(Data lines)
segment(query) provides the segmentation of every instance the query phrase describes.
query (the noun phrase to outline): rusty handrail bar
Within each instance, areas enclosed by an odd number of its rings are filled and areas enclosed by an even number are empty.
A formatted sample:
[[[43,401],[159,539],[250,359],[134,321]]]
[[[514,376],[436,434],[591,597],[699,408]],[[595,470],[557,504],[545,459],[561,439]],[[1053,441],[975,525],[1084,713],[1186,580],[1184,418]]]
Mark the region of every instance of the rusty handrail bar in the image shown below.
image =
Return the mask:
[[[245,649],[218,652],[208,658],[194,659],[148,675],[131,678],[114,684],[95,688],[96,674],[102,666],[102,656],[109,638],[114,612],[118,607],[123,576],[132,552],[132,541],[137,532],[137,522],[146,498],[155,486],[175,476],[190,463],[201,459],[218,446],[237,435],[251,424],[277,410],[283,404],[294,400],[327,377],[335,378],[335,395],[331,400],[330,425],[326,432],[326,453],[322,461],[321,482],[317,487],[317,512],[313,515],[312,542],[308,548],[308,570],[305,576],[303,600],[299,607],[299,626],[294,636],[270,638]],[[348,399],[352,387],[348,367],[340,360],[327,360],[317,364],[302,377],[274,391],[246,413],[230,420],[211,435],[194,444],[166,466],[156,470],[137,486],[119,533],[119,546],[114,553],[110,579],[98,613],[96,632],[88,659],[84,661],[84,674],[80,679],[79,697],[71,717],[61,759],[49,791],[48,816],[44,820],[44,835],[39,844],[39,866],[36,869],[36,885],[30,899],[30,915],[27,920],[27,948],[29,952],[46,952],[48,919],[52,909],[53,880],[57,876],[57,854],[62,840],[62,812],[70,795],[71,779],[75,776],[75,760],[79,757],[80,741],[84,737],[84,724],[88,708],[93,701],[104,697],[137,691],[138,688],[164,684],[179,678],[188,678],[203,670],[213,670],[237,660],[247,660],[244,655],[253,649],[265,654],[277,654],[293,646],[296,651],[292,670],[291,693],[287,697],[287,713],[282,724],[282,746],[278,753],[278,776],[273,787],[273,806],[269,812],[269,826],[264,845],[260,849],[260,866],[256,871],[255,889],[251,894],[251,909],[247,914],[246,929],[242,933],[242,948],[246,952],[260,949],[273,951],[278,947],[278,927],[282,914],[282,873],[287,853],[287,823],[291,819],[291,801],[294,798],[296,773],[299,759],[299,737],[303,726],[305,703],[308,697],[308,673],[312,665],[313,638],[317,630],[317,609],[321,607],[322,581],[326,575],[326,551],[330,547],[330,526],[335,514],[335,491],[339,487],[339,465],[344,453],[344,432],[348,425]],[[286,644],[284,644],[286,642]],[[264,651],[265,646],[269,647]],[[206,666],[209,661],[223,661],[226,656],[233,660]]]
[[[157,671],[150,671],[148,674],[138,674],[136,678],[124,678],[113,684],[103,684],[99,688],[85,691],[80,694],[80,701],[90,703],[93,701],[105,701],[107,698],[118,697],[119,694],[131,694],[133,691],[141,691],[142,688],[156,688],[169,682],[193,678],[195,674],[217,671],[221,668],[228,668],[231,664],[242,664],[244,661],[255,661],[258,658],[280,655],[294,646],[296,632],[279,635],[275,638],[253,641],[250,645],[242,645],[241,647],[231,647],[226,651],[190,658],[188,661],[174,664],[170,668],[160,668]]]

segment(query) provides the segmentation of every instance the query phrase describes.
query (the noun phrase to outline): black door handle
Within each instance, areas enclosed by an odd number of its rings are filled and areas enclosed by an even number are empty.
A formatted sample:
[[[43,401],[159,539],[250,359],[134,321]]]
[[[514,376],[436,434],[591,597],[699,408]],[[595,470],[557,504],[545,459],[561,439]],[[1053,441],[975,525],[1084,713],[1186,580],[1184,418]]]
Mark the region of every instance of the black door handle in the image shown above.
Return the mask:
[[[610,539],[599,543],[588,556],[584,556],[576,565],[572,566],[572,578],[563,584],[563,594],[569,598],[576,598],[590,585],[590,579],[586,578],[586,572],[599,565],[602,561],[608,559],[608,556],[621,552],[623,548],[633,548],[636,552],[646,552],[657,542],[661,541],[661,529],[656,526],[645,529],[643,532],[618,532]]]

Task objective: Retype all of the data above exactly as it appears, line for line.

Written answer:
segment(query) provides the segmentation of every instance the query phrase describes.
query (the noun phrase to outline): rusty handrail bar
Within each instance, areas enclosed by an odd number of its rings are filled and areas enclosed by an even number are empty.
A formatted sample:
[[[43,401],[159,539],[250,359],[134,321]]]
[[[514,376],[436,434],[591,597],[699,408]],[[595,470],[557,504],[545,459],[561,439]],[[1053,441],[975,525],[1084,713],[1186,580],[1184,418]]]
Mark the region of every instance of the rusty handrail bar in the image shown below.
image =
Return the mask:
[[[245,649],[218,652],[208,658],[194,659],[148,675],[131,678],[114,684],[95,688],[96,674],[102,666],[102,656],[109,638],[114,612],[118,607],[123,576],[132,552],[132,541],[137,532],[137,522],[146,498],[155,486],[175,476],[190,463],[201,459],[218,446],[237,435],[251,424],[277,410],[283,404],[294,400],[327,377],[335,378],[335,395],[331,400],[330,425],[326,432],[326,453],[322,461],[321,482],[317,487],[317,512],[313,515],[312,542],[308,548],[308,570],[305,576],[303,600],[299,607],[299,626],[294,636],[270,638]],[[348,399],[352,387],[348,367],[340,360],[327,360],[317,364],[302,377],[274,391],[246,413],[230,420],[211,435],[194,444],[166,466],[156,470],[137,486],[119,533],[119,546],[114,553],[110,579],[98,613],[96,632],[88,659],[84,661],[84,674],[80,679],[79,697],[71,717],[61,759],[49,791],[48,816],[44,820],[44,835],[39,844],[39,866],[36,869],[36,885],[30,899],[30,915],[27,920],[27,948],[29,952],[46,952],[48,919],[52,909],[53,880],[57,876],[57,854],[62,840],[62,812],[70,795],[71,779],[75,776],[75,760],[79,757],[80,741],[84,737],[84,724],[88,708],[93,701],[104,697],[137,691],[138,688],[164,684],[179,678],[188,678],[203,670],[213,670],[237,660],[247,660],[244,655],[253,649],[265,654],[277,654],[293,646],[296,651],[292,670],[291,693],[287,697],[287,713],[282,724],[282,746],[278,753],[278,776],[273,787],[273,806],[269,812],[269,826],[264,845],[260,849],[260,866],[256,871],[255,889],[251,894],[251,909],[247,914],[246,929],[242,933],[242,948],[246,952],[260,949],[273,951],[278,947],[278,927],[282,914],[282,873],[287,853],[287,823],[291,819],[291,801],[294,798],[296,773],[299,759],[299,737],[303,726],[305,703],[308,697],[308,673],[312,665],[313,638],[317,630],[317,609],[321,607],[322,581],[326,575],[326,551],[330,547],[330,526],[335,514],[335,491],[339,487],[339,465],[344,453],[344,432],[348,425]],[[286,644],[284,644],[286,642]],[[264,651],[265,646],[269,647]],[[206,666],[209,661],[223,661],[226,656],[233,660]]]
[[[157,671],[150,671],[148,674],[138,674],[136,678],[124,678],[113,684],[103,684],[99,688],[85,691],[80,694],[80,701],[90,703],[93,701],[105,701],[107,698],[118,697],[119,694],[131,694],[133,691],[141,691],[142,688],[156,688],[169,682],[193,678],[195,674],[217,671],[221,668],[228,668],[231,664],[242,664],[244,661],[255,661],[258,658],[280,655],[294,646],[296,632],[279,635],[275,638],[253,641],[250,645],[242,645],[241,647],[231,647],[226,651],[190,658],[188,661],[174,664],[170,668],[160,668]]]

segment(query) provides the segmentation of every instance the query phrase describes.
query (the noun phrase to outline): black door handle
Within each instance, areas enclosed by an odd number of its rings are filled and areas enclosed by an even number are empty.
A formatted sample:
[[[43,401],[159,539],[250,359],[134,321]]]
[[[514,376],[436,434],[591,597],[699,408]],[[595,470],[557,504],[545,459],[561,439]],[[1053,441],[975,525],[1084,713],[1186,580],[1184,418]]]
Mark the region of every instance of the black door handle in the image shown above.
Return the mask:
[[[610,539],[599,543],[588,556],[584,556],[576,565],[572,566],[572,578],[563,584],[563,594],[569,598],[576,598],[590,585],[590,579],[586,578],[586,572],[599,565],[602,561],[608,559],[608,556],[621,552],[623,548],[633,548],[636,552],[646,552],[657,542],[661,541],[661,529],[656,526],[645,529],[643,532],[618,532]]]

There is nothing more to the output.